=== Text ===
11th President of Baylor University
- In office 1981–1995
- Preceded by: Abner Vernon McCall
- Succeeded by: Robert B. Sloan

Personal details
- Born: Herbert Hal Reynolds March 20, 1930 Frankston, Texas, U.S.
- Died: May 25, 2007 (aged 77) Angel Fire, New Mexico, U.S.
- Spouse: Joy Reynolds ​(m. 1950)​
- Children: 3, including Kevin Reynolds
- Education: Trinity University (BA) Baylor University (MA, PhD)

Military service
- Branch/service: United States Air Force
- Years of service: 1948-1968
- Unit: Japan Air Self-Defense Force

= Herbert H. Reynolds =

Herbert Hal Reynolds (March 20, 1930 - May 25, 2007) was an American academic administrator who worked as the president of Baylor University from 1981 to 1995.

==Early life and education==
Reynolds was born March 20, 1930, in Frankston, Texas. He graduated from Trinity University in 1952 and received an M.A. in psychology from Baylor University in 1958, followed by a PhD in 1961.

== Career ==
From 1948 to 1968, Reynolds served in the United States Air Force and was an advisor for the Japan Air Self-Defense Force.

From 1956 to 1959, he was an assistant professor at Baylor, and from 1958 to 1961 he was a teaching fellow. In 1961, he became deputy commander and director of research at Aeromedical Research Laboratories in Alamogordo, New Mexico, where he worked on Project Mercury, Project Gemini and Project Apollo. He also worked as an adjunct professor at Baylor and the University of New Mexico. He served as commander and director of plans at the Air Force Human Resources Laboratory in 1968.
=== Listed entries ===
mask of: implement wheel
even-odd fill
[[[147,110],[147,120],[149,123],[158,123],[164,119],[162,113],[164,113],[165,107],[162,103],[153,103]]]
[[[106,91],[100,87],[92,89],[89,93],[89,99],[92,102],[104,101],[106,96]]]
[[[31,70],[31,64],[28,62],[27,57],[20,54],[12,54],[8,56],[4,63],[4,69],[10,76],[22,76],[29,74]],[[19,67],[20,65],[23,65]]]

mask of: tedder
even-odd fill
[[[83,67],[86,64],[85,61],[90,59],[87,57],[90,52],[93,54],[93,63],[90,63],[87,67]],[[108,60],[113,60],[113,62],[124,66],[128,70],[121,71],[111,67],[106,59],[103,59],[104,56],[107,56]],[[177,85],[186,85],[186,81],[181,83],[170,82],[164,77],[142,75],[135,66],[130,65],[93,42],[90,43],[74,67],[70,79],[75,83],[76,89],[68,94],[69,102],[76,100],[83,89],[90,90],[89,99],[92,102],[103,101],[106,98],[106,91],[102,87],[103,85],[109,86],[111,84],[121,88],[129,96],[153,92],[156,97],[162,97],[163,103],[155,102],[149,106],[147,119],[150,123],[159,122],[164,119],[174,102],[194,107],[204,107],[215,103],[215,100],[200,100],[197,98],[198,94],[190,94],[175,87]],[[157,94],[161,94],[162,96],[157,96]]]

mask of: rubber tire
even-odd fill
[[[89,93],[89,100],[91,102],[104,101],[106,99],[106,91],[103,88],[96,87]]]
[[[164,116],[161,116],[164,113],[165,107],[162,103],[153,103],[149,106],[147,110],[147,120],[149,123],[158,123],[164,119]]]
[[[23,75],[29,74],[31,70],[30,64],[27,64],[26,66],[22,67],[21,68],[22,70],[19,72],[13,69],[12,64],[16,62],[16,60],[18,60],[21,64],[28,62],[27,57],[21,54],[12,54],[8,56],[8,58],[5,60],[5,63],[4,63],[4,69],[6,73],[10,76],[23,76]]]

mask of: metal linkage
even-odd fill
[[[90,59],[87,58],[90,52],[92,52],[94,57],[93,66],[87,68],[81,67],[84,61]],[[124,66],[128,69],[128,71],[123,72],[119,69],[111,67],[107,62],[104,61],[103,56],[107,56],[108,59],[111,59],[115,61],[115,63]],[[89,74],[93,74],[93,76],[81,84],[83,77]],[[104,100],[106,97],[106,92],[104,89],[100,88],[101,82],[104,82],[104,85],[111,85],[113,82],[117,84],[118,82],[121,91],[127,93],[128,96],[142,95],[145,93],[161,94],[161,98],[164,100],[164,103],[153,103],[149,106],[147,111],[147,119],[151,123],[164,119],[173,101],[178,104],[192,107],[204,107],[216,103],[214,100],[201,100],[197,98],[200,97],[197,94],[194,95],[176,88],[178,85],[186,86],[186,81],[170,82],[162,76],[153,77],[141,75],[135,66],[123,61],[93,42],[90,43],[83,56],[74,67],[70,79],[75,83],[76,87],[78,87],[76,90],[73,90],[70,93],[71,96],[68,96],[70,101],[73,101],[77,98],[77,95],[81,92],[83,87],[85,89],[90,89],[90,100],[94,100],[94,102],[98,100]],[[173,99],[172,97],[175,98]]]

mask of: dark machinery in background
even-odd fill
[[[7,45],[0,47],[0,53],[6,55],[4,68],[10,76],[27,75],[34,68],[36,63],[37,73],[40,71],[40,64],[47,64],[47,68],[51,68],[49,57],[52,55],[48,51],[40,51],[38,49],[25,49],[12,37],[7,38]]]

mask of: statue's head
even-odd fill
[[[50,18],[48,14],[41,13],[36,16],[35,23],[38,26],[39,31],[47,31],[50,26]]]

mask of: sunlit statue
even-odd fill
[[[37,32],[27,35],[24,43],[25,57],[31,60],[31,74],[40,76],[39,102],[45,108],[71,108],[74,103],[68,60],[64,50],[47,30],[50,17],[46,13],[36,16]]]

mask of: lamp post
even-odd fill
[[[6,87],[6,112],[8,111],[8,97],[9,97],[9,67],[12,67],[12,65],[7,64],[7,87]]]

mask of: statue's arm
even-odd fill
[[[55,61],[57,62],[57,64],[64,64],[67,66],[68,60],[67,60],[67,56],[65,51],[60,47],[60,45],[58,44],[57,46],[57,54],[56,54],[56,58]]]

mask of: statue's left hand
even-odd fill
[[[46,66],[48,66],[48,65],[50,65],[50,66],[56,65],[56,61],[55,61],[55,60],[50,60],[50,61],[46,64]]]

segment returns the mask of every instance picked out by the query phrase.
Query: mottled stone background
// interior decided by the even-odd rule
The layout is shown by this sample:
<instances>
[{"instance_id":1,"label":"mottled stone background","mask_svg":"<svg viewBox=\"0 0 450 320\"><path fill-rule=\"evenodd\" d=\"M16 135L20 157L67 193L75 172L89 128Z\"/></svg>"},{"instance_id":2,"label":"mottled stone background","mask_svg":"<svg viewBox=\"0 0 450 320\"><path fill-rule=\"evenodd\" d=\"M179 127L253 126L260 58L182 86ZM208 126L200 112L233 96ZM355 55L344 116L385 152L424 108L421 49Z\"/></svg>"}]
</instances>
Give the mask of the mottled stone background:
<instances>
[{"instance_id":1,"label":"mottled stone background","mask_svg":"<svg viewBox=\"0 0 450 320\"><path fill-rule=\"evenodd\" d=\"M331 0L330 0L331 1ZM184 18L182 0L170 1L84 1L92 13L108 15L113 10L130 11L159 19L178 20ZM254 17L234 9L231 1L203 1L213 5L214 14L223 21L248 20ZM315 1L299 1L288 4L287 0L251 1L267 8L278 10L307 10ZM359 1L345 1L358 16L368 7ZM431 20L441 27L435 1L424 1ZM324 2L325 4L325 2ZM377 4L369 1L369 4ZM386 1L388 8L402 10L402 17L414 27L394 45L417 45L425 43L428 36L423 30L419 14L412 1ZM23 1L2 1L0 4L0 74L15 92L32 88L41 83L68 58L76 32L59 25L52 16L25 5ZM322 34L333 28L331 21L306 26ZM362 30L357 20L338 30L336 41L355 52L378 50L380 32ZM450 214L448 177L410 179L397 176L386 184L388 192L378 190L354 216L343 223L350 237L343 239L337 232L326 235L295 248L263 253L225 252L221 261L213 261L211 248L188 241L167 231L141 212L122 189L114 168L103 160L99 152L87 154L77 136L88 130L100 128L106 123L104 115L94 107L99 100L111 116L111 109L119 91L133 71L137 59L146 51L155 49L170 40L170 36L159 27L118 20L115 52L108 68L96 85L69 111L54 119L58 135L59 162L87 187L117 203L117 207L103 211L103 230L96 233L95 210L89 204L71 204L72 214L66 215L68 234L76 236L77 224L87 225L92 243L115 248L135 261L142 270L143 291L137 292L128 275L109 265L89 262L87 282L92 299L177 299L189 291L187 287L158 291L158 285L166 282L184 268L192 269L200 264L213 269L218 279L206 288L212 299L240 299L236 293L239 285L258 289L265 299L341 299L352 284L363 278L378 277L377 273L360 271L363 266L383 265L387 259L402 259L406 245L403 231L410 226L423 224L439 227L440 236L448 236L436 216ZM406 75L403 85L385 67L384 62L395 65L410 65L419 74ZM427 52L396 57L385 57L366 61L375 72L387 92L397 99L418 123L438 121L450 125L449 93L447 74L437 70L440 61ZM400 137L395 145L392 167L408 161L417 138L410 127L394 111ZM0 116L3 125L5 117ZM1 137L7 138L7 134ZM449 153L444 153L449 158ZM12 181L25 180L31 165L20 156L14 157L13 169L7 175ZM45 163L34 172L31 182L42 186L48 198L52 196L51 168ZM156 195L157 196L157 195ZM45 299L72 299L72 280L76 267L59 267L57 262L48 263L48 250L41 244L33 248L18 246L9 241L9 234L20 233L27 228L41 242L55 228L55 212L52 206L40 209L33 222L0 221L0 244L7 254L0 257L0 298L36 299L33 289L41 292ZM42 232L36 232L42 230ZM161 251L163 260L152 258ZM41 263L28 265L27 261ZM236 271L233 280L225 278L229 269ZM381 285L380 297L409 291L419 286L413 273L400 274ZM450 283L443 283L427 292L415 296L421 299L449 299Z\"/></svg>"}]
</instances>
===
▸ **Questions**:
(1) Extract from the Herbert H. Reynolds text, above the rows, the passage from "Military service" up to and including "Air Self-Defense Force.", keeping every word and mark unchanged.
(2) Extend the biography of Herbert H. Reynolds, given above the rows, by writing what comes next after its final sentence.

▸ **Your responses**:
(1)
Military service
- Branch/service: United States Air Force
- Years of service: 1948-1968
- Unit: Japan Air Self-Defense Force

= Herbert H. Reynolds =

Herbert Hal Reynolds (March 20, 1930 - May 25, 2007) was an American academic administrator who worked as the president of Baylor University from 1981 to 1995.

==Early life and education==
Reynolds was born March 20, 1930, in Frankston, Texas. He graduated from Trinity University in 1952 and received an M.A. in psychology from Baylor University in 1958, followed by a PhD in 1961.

== Career ==
From 1948 to 1968, Reynolds served in the United States Air Force and was an advisor for the Japan Air Self-Defense Force.

(2)
In 1969, he became executive vice-president of Baylor University. From 1981 to 1995, he served as its president. Under his leadership, Baylor University expanded significantly, added women's sports programs, and joined the Big Twelve Conference. He also moved to limit the Baptist General Convention of Texas control of the university by changing the university's charter in 1990. He served as its chancellor from 1995 to 2000. From 1994 to 1997, he was a visiting scholar at Wolfson College, Cambridge.

He served as chairman of the National Association of Independent Colleges and Universities and the Independent Colleges and Universities of Texas. From 1995, he was chair of the Texas Commission on Judicial Efficiency and a member of the Texas Select Committee on Higher Education. He was also a trustee of the Baylor College of Medicine, a director of Community Bank and Trust of Waco, and a deacon and former deacon chairman of the First Baptist Church of Waco. He was a 33rd degree Mason.

== Personal life ==
Reynolds and his wife, Joy, married in 1950 and had three children, including director and screenwriter Kevin Reynolds. He died in May 2007. Joy died in April 2022.